#### Aim of the task:
Resume the text on early education for Aboriginal and Torres Strait Islander children, picking up after its final sentence.

* BEGIN Document text *

Indigenous children, particularly those in remote and regional areas, are more likely to start school behind non-indigenous children. Students who start from behind often struggle to catch up in the rest of their schooling. These investments in early education will help bridge those gaps.
Working closely with Aboriginal and Torres Strait Islander peak bodies, organisations, services and communities. The measures focus on scaling up evidence-driven initiatives which are already lifting participation in quality early childhood programs and improving school readiness.
Expansion of the Connected Beginnings Program
Connected Beginnings is a successful place-based collective impact initiative which aims to provide Aboriginal and Torres Strait Islander children and their families with holistic support and timely access to existing early childhood, maternal and child health, and family support services. The program has been progressively rolled out since 2016 and works with communities to identify key early childhood priorities for change, ensuring children aged 0-5 years meet the learning and development milestones necessary to start school.

* END Document text *
* BEGIN Record list *

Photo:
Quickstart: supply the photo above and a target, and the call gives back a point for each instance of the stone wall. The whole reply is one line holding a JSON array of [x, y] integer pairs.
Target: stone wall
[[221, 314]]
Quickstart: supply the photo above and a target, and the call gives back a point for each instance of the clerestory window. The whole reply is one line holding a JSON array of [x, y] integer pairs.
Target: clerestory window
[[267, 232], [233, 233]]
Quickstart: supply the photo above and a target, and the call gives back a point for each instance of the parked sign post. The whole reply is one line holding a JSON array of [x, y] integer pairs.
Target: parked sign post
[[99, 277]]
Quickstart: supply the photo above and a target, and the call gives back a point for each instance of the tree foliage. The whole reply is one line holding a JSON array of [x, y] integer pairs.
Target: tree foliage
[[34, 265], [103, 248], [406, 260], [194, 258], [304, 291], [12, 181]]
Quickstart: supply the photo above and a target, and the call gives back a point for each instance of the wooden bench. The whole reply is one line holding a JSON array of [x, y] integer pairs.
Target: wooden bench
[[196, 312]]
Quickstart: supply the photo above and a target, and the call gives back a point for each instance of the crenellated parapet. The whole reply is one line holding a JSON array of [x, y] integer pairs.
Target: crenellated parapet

* END Record list *
* BEGIN Record list *

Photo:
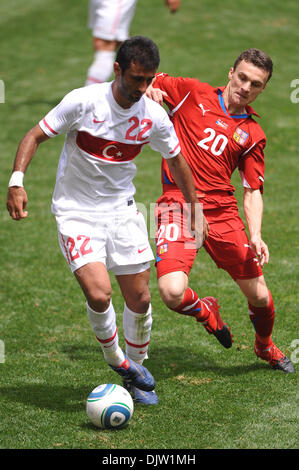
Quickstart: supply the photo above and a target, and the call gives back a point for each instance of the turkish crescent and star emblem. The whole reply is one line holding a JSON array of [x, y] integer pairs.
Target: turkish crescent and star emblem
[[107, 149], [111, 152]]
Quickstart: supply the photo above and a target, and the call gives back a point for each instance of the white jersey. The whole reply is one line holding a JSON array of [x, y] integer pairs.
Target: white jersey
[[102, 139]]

* END Record list *
* BEGIN Record list *

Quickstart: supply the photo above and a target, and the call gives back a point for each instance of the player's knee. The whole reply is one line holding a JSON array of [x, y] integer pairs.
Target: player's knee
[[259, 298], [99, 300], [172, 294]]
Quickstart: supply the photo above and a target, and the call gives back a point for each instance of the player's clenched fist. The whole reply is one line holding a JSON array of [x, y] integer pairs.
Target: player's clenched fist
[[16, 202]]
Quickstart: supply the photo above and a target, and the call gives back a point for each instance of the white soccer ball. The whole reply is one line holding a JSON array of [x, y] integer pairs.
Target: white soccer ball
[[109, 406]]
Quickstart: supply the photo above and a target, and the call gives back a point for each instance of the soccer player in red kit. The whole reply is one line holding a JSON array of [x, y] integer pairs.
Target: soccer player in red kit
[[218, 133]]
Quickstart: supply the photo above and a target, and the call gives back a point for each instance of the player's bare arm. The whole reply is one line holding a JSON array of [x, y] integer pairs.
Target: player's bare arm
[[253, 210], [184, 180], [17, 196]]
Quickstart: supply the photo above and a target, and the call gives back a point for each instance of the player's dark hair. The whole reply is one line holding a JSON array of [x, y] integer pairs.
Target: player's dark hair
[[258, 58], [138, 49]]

* END Record list *

#### Task result:
The Australian Government has committed an additional $81.8 million to support the expansion of the program from the current footprint of 22 sites to 50 sites nationally by 2025. $44.8 million will be delivered through the Department of Education, Skills and Employment, and $37.0 million through the Department of Health. Site selection will be informed by analysis of AEDC data, population and socioeconomic data, Aboriginal and Torres Strait Islander stakeholder partnerships and local community engagement.
The expansion will benefit an additional 8,550 children in communities with the highest need to be safe, healthy and ready to thrive at school by aged five, and contribute to reducing the difference in school readiness and education outcomes between Indigenous and non-Indigenous children.
You can find out more about the program on the Connected Beginnings page.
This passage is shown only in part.